Réécrivez le passage du texte sur le Mois du patrimoine écrit situé entre « Six expositions bénéficièrent » et « les grands bibliophiles. », bornes comprises, en remplaçant « grands bibliophiles » par « grands collectionneurs ».

#### [Texte présenté]

_ _ _ _

Le mois du patrimoine écrit 1996
six catalogues
Les richesses du patrimoine écrit paraissent décidément inépuisables. Depuis 1990, chaque automne, de nouvelles facettes des collections anciennes, rares et précieuses conservées dans les bibliothèques de province sont révélées au public. Après avoir traité, entre autres thèmes, des sciences et des techniques, des arts ou encore de l'actualité, les manifestations mises sur pied dans le cadre du Mois du patrimoine écrit se voulaient, en 1996, autant d' « invitations au voyage ».
Six expositions bénéficièrent du soutien éditorial apporté par la Direction du livre et de la lecture et la Fédération française de coopération entre bibliothèques, dont la collection « (Re)découvertes » compte à présent trente-quatre fascicules. Tous les projets retenus, à l'exception d'un seul, s'organisaient autour d'une collection particulière entrée dans celles de l'État ou des villes qui en ont la garde, mettant ainsi en évidence le rôle de premier plan joué, aux XVIIIe et XIXe siècles, par les grands bibliophiles.
Une société mobile
Pour la première fois, au nombre des institutions « élues » figurait un établissement parisien, et non des moindres. La bibliothèque Mazarine proposait en effet une évocation des Voyages et voyageurs à l'époque de la Renaissance, à travers quelque cent vingt documents, « du Moyen Age finissant à l'aube du XVIIe siècle ». Il s'agissait, selon Christian Péligry, « de suggérer les aspirations, les appétits, les inquiétudes, voire les phantasmes d'une société extrêmement mobile », dont les membres, et particulièrement son élite, « n'ont cessé de sillonner les routes terrestres et les voies océanes ».

_ _ _ _

#### [Données]
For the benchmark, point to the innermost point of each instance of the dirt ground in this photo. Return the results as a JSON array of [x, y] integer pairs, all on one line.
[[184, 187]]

_ _ _ _

#### [Réponse complète]
Six expositions bénéficièrent du soutien éditorial apporté par la Direction du livre et de la lecture et la Fédération française de coopération entre bibliothèques, dont la collection « (Re)découvertes » compte à présent trente-quatre fascicules. Tous les projets retenus, à l'exception d'un seul, s'organisaient autour d'une collection particulière entrée dans celles de l'État ou des villes qui en ont la garde, mettant ainsi en évidence le rôle de premier plan joué, aux XVIIIe et XIXe siècles, par les grands collectionneurs.